- _CONSIGNE ÉCRITE_
Présentez toutes les lignes des enregistrements ci-dessous sous forme de liste numérotée, sans reprendre les lignes vides.

- _ENREGISTREMENTS À TRAITER_
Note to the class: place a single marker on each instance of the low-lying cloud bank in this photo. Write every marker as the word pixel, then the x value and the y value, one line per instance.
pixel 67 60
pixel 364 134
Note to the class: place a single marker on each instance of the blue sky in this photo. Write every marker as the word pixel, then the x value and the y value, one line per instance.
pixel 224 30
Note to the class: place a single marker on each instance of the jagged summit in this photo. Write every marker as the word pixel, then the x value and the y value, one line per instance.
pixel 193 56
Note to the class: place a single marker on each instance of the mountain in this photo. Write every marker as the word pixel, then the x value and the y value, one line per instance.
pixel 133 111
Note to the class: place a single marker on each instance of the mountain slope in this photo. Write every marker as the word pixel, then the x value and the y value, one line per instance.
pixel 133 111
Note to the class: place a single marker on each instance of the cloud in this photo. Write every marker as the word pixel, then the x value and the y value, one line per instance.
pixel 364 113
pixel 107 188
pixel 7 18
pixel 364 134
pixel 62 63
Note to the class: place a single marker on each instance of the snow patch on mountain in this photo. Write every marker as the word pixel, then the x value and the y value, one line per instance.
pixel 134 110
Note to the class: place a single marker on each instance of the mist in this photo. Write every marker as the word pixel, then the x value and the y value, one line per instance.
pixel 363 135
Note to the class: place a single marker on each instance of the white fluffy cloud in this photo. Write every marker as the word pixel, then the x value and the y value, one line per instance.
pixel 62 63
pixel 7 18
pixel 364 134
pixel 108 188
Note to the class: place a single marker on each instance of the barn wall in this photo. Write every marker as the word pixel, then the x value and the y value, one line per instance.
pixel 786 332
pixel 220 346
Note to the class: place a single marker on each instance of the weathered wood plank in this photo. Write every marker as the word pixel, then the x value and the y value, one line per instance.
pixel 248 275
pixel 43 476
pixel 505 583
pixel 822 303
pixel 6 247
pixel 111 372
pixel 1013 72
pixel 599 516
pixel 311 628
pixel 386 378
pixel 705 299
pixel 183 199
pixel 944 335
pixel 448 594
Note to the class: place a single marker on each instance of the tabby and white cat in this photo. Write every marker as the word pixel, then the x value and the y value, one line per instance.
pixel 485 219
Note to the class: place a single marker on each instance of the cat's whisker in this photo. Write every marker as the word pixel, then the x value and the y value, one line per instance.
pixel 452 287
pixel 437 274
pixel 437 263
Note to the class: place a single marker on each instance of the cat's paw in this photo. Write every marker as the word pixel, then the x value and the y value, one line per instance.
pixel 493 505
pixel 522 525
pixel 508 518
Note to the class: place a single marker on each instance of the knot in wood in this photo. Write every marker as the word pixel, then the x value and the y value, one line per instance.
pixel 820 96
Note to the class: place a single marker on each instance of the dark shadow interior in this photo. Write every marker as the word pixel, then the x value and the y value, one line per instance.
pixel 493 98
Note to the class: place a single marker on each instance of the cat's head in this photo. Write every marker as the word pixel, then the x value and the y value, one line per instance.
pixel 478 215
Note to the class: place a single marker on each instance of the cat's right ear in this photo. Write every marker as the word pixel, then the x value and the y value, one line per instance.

- _RÉPONSE ATTENDUE_
1. Note to the class: place a single marker on each instance of the low-lying cloud bank in this photo. Write every marker as the word pixel, then the x value and the y value, one line per instance.
2. pixel 67 60
3. pixel 364 134
4. Note to the class: place a single marker on each instance of the blue sky in this photo. Write every marker as the word pixel, then the x value and the y value, one line per instance.
5. pixel 224 30
6. Note to the class: place a single marker on each instance of the jagged summit in this photo. Write every marker as the word pixel, then the x value and the y value, one line per instance.
7. pixel 193 56
8. Note to the class: place a single marker on each instance of the mountain in this photo. Write every marker as the word pixel, then the x value and the y value, one line per instance.
9. pixel 133 111
10. Note to the class: place a single marker on each instance of the mountain slope in this photo. Write every marker as the word pixel, then the x value and the y value, one line per instance.
11. pixel 133 111
12. Note to the class: place a single marker on each instance of the cloud in this photo. Write every marker as the word pixel, then the x value and the y value, one line per instance.
13. pixel 364 113
14. pixel 107 188
15. pixel 7 18
16. pixel 364 134
17. pixel 62 63
18. Note to the class: place a single marker on each instance of the snow patch on mountain in this photo. Write every marker as the word pixel, then the x value and the y value, one line per instance.
19. pixel 134 110
20. Note to the class: place a single marker on each instance of the mist in this photo. Write every marker as the word pixel, then the x value and the y value, one line per instance.
21. pixel 363 135
22. Note to the class: place a single marker on each instance of the white fluffy cloud in this photo. Write every marker as the word pixel, then the x value and the y value, one line per instance.
23. pixel 62 63
24. pixel 7 18
25. pixel 364 134
26. pixel 108 188
27. Note to the class: place a single marker on each instance of the barn wall in this photo. Write every marker as the word pixel, then the x value and the y value, one line per instance.
28. pixel 786 332
29. pixel 220 346
30. Note to the class: place a single marker on each instance of the weathered wood plank in this photo. Write every marker as the word pixel, then the x value and the y value, one line per instance.
31. pixel 248 275
32. pixel 43 476
33. pixel 505 583
34. pixel 822 303
35. pixel 6 247
36. pixel 111 372
37. pixel 1013 72
38. pixel 599 516
39. pixel 311 628
40. pixel 386 378
41. pixel 705 299
42. pixel 183 199
43. pixel 944 335
44. pixel 448 594
45. Note to the class: place a single marker on each instance of the tabby and white cat in this photo. Write every marker as the word pixel, then the x value and the y value, one line per instance.
46. pixel 485 219
47. Note to the class: place a single marker on each instance of the cat's whisker in this photo. Write every marker as the word pixel, then the x value and the y value, one line per instance.
48. pixel 452 287
49. pixel 437 274
50. pixel 437 263
51. Note to the class: place a single marker on each instance of the cat's paw in this photo. Write every marker as the word pixel, then the x value and the y value, one line per instance.
52. pixel 493 505
53. pixel 522 525
54. pixel 508 518
55. Note to the class: place a single marker on each instance of the knot in wood in this photo. Write every marker as the word pixel, then the x value and the y value, one line per instance.
56. pixel 820 96
57. Note to the class: place a single marker on each instance of the dark shadow interior in this photo. Write every marker as the word pixel, then the x value and the y value, one line per instance.
58. pixel 493 98
59. Note to the class: place a single marker on each instance of the cat's head in this photo. Write every marker as the word pixel, then the x value and the y value, one line per instance.
60. pixel 478 215
61. Note to the class: place a single marker on each instance of the cat's right ear in this photo. Write every marker as the word pixel, then the x value and the y value, one line per instance.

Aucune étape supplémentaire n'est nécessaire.